• Exercise brief:
Your reply should repeat all records verbatim and contain no images.

Data entries:
○ ○ ○
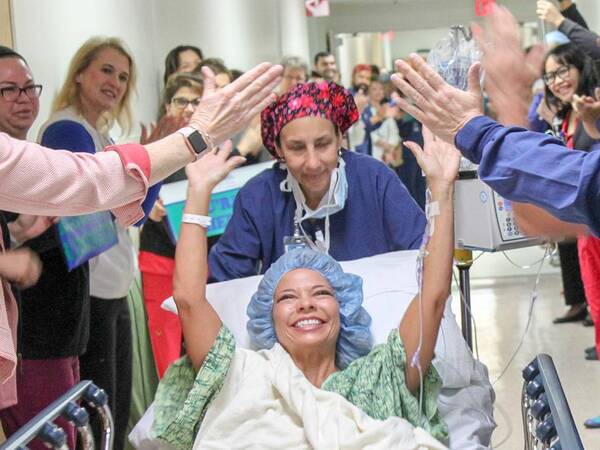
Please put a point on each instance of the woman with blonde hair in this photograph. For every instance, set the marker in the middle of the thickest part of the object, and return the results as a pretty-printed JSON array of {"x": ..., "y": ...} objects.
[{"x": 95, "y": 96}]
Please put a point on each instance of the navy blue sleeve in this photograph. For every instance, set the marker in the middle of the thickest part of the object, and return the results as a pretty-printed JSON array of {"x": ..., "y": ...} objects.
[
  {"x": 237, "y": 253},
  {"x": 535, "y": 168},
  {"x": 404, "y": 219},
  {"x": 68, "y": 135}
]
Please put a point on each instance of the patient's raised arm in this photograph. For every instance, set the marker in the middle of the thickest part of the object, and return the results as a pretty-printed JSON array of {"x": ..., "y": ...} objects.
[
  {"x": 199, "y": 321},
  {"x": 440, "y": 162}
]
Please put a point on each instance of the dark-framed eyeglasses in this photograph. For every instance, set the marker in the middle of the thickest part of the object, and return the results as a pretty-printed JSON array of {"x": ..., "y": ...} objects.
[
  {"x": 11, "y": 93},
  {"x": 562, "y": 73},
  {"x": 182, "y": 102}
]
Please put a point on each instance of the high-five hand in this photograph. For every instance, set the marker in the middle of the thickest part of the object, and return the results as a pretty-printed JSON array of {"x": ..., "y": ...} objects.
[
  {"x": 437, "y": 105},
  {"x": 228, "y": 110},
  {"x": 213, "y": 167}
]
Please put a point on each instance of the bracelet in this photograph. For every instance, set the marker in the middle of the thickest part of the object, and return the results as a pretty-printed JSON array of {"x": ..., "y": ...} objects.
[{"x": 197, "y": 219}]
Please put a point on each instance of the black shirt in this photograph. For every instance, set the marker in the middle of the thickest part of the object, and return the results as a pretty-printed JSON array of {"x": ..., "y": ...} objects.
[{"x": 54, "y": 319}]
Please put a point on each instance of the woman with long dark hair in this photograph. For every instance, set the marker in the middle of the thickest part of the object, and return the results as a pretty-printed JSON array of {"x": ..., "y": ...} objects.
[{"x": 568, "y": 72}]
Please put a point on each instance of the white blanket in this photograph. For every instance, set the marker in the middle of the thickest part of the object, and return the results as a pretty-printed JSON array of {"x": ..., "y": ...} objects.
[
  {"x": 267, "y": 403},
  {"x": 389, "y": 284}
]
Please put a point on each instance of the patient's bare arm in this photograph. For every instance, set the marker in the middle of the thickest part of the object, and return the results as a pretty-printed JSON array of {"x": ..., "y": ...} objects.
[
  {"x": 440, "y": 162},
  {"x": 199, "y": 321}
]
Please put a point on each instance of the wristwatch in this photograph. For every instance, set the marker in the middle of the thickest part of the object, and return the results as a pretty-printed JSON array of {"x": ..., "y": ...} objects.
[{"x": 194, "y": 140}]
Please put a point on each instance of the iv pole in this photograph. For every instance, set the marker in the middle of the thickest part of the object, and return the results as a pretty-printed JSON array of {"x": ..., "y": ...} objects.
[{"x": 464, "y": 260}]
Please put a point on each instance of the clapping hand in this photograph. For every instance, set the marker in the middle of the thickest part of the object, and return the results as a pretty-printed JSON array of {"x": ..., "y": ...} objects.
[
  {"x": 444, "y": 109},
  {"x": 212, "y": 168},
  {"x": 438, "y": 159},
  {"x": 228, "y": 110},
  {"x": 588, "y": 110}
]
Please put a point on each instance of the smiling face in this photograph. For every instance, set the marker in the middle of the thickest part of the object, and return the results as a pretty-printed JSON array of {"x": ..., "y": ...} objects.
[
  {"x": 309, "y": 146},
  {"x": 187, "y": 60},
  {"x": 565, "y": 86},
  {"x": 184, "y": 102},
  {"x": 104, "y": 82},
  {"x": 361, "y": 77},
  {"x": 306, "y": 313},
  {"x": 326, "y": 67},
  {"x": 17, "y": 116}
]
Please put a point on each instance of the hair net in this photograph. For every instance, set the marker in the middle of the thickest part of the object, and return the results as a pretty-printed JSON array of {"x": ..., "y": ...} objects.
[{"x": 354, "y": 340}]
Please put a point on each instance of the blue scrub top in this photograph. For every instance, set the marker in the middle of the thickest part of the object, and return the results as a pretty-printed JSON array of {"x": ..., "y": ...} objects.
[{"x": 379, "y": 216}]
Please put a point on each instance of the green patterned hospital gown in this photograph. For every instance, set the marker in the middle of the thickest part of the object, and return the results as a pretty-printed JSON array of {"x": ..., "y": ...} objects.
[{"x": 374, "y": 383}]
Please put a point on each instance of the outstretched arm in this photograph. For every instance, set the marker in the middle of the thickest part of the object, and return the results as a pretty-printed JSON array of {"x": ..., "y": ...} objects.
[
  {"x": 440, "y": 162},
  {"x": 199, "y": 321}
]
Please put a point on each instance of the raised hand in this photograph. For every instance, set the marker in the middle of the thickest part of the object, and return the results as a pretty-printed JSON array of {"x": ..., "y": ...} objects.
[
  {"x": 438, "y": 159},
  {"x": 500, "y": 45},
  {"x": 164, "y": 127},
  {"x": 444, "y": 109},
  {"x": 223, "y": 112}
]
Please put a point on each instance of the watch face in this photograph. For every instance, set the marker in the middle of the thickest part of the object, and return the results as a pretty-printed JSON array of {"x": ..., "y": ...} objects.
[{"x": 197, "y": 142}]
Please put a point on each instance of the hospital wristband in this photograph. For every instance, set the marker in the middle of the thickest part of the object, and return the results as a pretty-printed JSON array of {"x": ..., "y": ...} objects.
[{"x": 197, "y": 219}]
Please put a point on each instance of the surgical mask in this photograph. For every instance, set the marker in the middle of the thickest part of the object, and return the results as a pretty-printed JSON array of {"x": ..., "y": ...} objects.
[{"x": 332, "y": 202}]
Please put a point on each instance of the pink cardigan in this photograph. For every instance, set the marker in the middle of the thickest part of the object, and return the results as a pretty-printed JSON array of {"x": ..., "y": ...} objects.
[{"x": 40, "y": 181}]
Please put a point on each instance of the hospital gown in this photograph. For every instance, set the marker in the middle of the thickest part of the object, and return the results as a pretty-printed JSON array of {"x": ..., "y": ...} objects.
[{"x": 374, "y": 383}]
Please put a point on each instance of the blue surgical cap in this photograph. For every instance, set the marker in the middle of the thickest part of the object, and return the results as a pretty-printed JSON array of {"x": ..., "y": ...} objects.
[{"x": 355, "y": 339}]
○ ○ ○
• Completed exercise:
Please put a point on each instance of the woman with blonde hair in this photograph. For every instance, set the marker in the middle of the thickest part of the object, and return the results as a pretty-printed JSON array of {"x": ..., "y": ...} objects.
[{"x": 95, "y": 96}]
Please put a point on each instance of the navy blue sleeve in this photograph. For every instance, set the marker in the middle of the thickest part of the object, and return the results as a pretty-printed JSON array of {"x": ..., "y": ...} objects.
[
  {"x": 237, "y": 253},
  {"x": 535, "y": 168},
  {"x": 404, "y": 219},
  {"x": 68, "y": 135}
]
Please put a point on each instance of the patient's raised arm in this photograph. For every instance, set the marker in the middle of the thickest part of the object, and return the results as a pretty-printed JSON array of {"x": ..., "y": ...} objects.
[
  {"x": 199, "y": 321},
  {"x": 440, "y": 162}
]
Please put a point on each instance of the dark-framed eyeglasses in this photograph. For every instance, set the marker in the middle of the thickest part of the object, and return the results as a pretty-printed JSON array of {"x": ..., "y": ...} objects.
[
  {"x": 11, "y": 93},
  {"x": 562, "y": 73},
  {"x": 182, "y": 102}
]
Please put a point on each instance of the high-five hand in this photograph. For every instance, set the marker in the middle of the thickest part of the object, and return the results as a pretty-printed JSON array of {"x": ..., "y": ...} objects.
[
  {"x": 437, "y": 105},
  {"x": 228, "y": 110},
  {"x": 213, "y": 167}
]
Please put a point on each instance of the bracelet in this photograph. For every instance, set the marker in the middle of the thickest part of the object, and return the results as a pretty-printed JSON array of {"x": ..., "y": ...} objects.
[{"x": 197, "y": 219}]
Please put a point on each instance of the black shirt in this photograph. For every instance, set the marker in the middle of the thickest part of the object, and return the results as a pretty-printed JSON array of {"x": ..., "y": ...} objects.
[{"x": 54, "y": 319}]
Please put a point on each instance of the woman with long dark hair in this photograph. For every instance, set the marker in the middle of the thickest part of the object, and return the results as a pretty-printed JSON array of {"x": ..., "y": ...} objects.
[{"x": 568, "y": 72}]
Please put a point on each instance of the white blanket in this photograph. For every instance, set the marker in the middle of the thickest part of the object, and return the results as a pretty-printed JSON array of {"x": ..., "y": ...} objects.
[
  {"x": 267, "y": 403},
  {"x": 389, "y": 284}
]
Please put a point on each instance of the patient's bare arm in this photograph. For every instance, set the marker in the middle of the thickest part of the object, and return the results as a pretty-printed JSON array of {"x": ..., "y": ...} objects.
[
  {"x": 440, "y": 162},
  {"x": 199, "y": 321}
]
Please put a point on each instance of the wristwatch in this photograph. For every instance, set the marker in the middle of the thickest part of the object, and return the results as a pretty-printed JSON array of {"x": ..., "y": ...} objects.
[{"x": 194, "y": 140}]
Please put a point on each instance of the iv pole in this photograph. For every instance, set the marker in the middle of the thickest part of the object, and return the results as a pretty-printed JSON array of {"x": ..., "y": ...} objects.
[{"x": 464, "y": 260}]
Please put a point on each instance of the clapping hand in this photograph. For every instance, set the marker in the middle of the thickest part of the object, and return the results as a pretty-printed JSON array of {"x": ..., "y": ...} objects.
[
  {"x": 444, "y": 109},
  {"x": 212, "y": 168},
  {"x": 438, "y": 159},
  {"x": 228, "y": 110},
  {"x": 588, "y": 110}
]
Please put a point on each instance of the smiling face in this photograph. For every instance, set the marker in the middle of the thickest part of the object, and return the results as a pretty-printed JSON array of {"x": ..., "y": ...} objects.
[
  {"x": 309, "y": 146},
  {"x": 187, "y": 60},
  {"x": 565, "y": 86},
  {"x": 184, "y": 102},
  {"x": 104, "y": 82},
  {"x": 361, "y": 77},
  {"x": 306, "y": 313},
  {"x": 326, "y": 67},
  {"x": 17, "y": 116}
]
Please put a point on each instance of the hair net in this photograph. For every instance, set the marker in the middle of the thickest part of the object, and return the results as a pretty-printed JSON array of {"x": ..., "y": ...} objects.
[{"x": 354, "y": 340}]
Please put a point on each instance of the blue scrub top in this photograph. For every instance, set the marker in the middle of the thickest part of the object, and return the results as a pretty-printed JSON array of {"x": ..., "y": ...} objects.
[{"x": 379, "y": 216}]
Please put a point on each instance of the green patterned hospital gown in this photograph. For every instance, set the marker in the middle of the thickest part of the object, and return the results as a pretty-printed JSON array of {"x": ..., "y": ...} objects.
[{"x": 374, "y": 383}]
Please put a point on each instance of the outstretched arm in this photograph. For every instance, set the marker in the middle of the thickest part of the object, and return the results as a pretty-printed JSON array of {"x": ..., "y": ...} objects.
[
  {"x": 440, "y": 162},
  {"x": 199, "y": 321}
]
Please put a point on each instance of the raised hand in this photograph. For every instance, set the marker in the middle of the thickest part of the object, and return the results as a pretty-printed JSON array of {"x": ..., "y": ...} objects.
[
  {"x": 438, "y": 159},
  {"x": 500, "y": 45},
  {"x": 164, "y": 127},
  {"x": 444, "y": 109},
  {"x": 223, "y": 112}
]
Please put a point on each instance of the watch face in this photograph. For every instance, set the marker in the middle of the thickest part of the object, and return the results as a pretty-printed JSON array of {"x": ..., "y": ...} objects.
[{"x": 197, "y": 142}]
Please put a point on each instance of the hospital wristband in this photograph. For every instance, set the marker in the middle of the thickest part of the object, and return the results as a pretty-printed JSON array of {"x": ..., "y": ...} objects.
[{"x": 197, "y": 219}]
Please put a point on each instance of the surgical mask in this photograph. For every instance, set the marker in the middle of the thickest part of the object, and return the results as a pretty-printed JSON array of {"x": ..., "y": ...} objects.
[{"x": 332, "y": 202}]
Please put a point on each instance of the pink cardigan in this photograph. For every instance, set the marker in the middle of the thickest part of the object, and return the results as a pretty-printed JSON array of {"x": ..., "y": ...} objects.
[{"x": 40, "y": 181}]
Please put a point on each instance of the hospital gown in this photograph. For every instance, set the marker in the middle of the thickest part of the object, and return the results as a pretty-printed JSON array of {"x": ..., "y": ...} objects.
[{"x": 374, "y": 383}]
Please put a point on each instance of the blue surgical cap in this photograph. For every instance, set the marker in the middle of the thickest part of the object, and return the results as a pretty-printed JSON array of {"x": ..., "y": ...} objects.
[{"x": 355, "y": 339}]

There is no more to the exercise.